TASK LIST —
1 – Using the passage on Pasolini's writing, explain in one to three sentences why much of his writing is visually evocative.
2 – Pick up the passage on Pasolini's writing after its final sentence and extend it.

SELECTION —

= = = = = = =

Better, perhaps, it’s about the moralism (Anglo-Saxon in origin and naively adopted by the other Americans) that rules and shapes the facts of life, and that, in literature for instance — even the popular kind — is exactly the opposite of realism. Americans always need to idealize in the arts (especially at the level of average taste; for instance, the “illustrative” representation of their lives and their cities in their popular movies are forms of an immediate need to idealize).

The poems, essays and reviews feature an array of translators. Pasolini's earliest poetry -- strong, declarative, youthful -- is translated from the Friulian by Lucia Gazzino ("I leave my image to the conscience of the rich ... Long live the courage and the sorrow and the innocence of the poor!"). A growing disillusionment in a poem from 1960, "The Rage," is captured by musician Jonathan Richman ("I can't pretend now that I don't know the world / or that I don't know how it wants me.")

Because he was also a film-maker much of Pasolini's writing is visually evocative: this is especially so of autobiographical poems that circle about ideas of youth and vulnerability but also the enthusiasm of the young ("I'm insatiable about our life / because something unique in the world can never be exhausted," he writes to one lover.)

= = = = = = =

SOURCE EXCERPT —

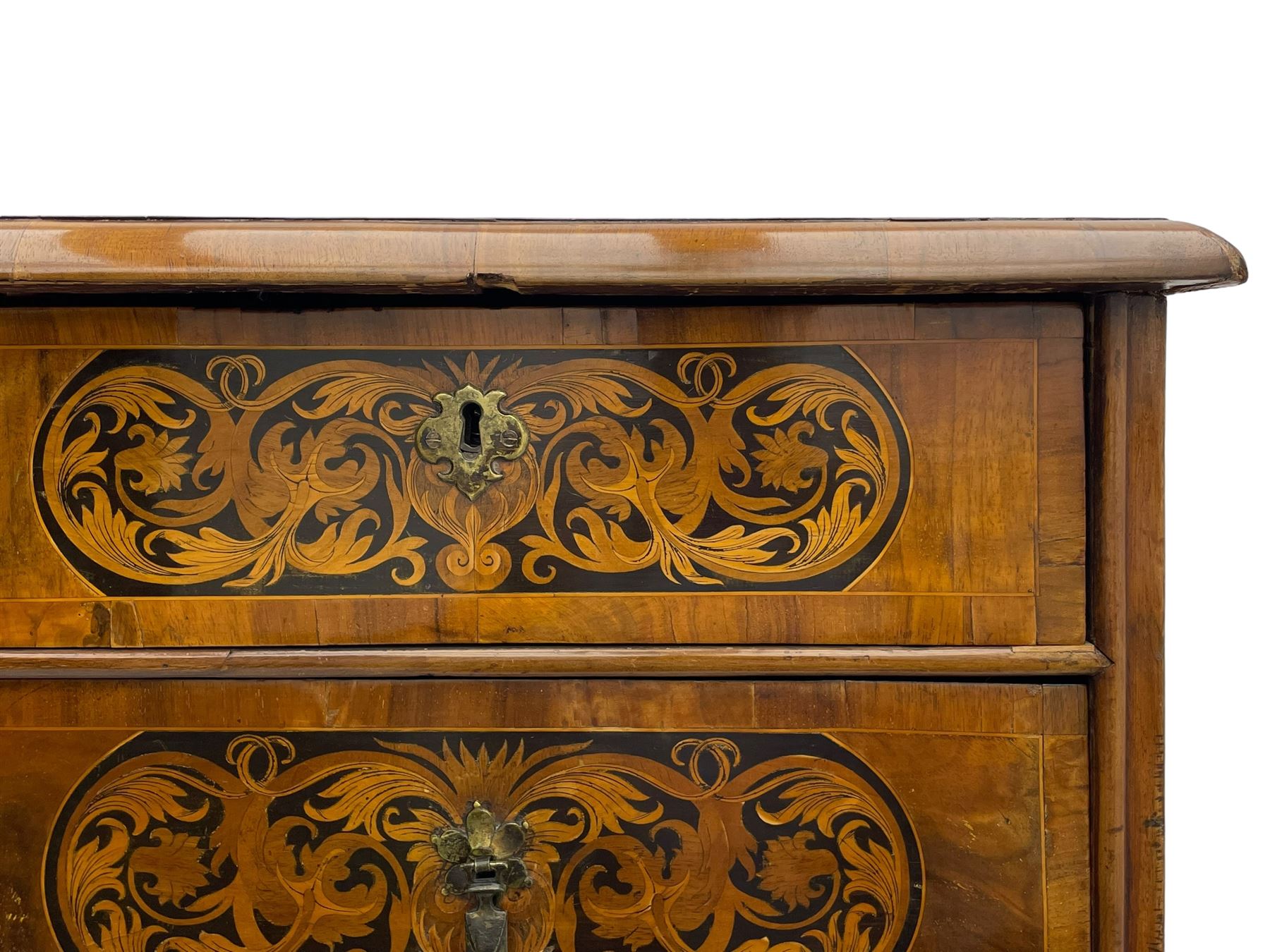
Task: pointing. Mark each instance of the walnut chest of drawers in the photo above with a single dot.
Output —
(734, 587)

= = = = = = =

ANSWERS BY TASK —
1 – Much of Pasolini's writing is visually evocative because he was also a film-maker. The passage says this is especially true of his autobiographical poems, which circle around youth and vulnerability as well as the enthusiasm of the young.

2 –
I know, because I wake up with so much strength in my head:

the strength to suck up the new, sweet

power of daylight woken ahead of me,

and to express the absolute, already attained in secret and

in peace, with the most naked words: it's grief, my pain

that always has a reason, is never without an object,

is not neuroses, it's anger, disappointment,

it's fear, it's fury that physically bleeds

in my chest and throat.

Ah, morning! I know it, it's summertime, steady

as a sea, in it's freshness

the city's ready for an entire day,

and its noises are sheer and deeply grieving

like human beings become cool

doves, gentle elephants ... animals in life ...

(Summer, 1961)

As his poetry -- and world-view -- matures to a kind of wary disenchantment in the political upheavals that never really seem to change anything, he attaches a deepening mistrust of the right wing in politics. But he also faulted the hippie culture for losing its energy as it spread into a bourgeois mainstream of "hipness" and "cool" ideas that were co-opted into advertising and the culture at large.

Yet he held fast to his cantankerous heroes for their indomitable spirit: Ezra Pound, for one, even though he had ardently supported Fascism during the war -- and after it, as well. This is, after reading several of the essays here, a provocative stance meant as a pin-prick to easy categorization. Many of his more blatantly acid judgements ("Neruda is a bad poet") read as asides to a larger arguments rather than generalities by themselves.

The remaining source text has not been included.